## Problem to work on
Rewrite each of the entries, replacing "instance" with "occurrence" and leaving everything else unchanged.

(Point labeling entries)
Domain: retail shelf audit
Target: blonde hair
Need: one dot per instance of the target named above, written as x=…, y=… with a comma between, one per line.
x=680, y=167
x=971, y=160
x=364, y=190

## Written response
Domain: retail shelf audit
Target: blonde hair
Need: one dot per occurrence of the target named above, written as x=…, y=… with a comma between, one per line.
x=680, y=167
x=971, y=160
x=364, y=190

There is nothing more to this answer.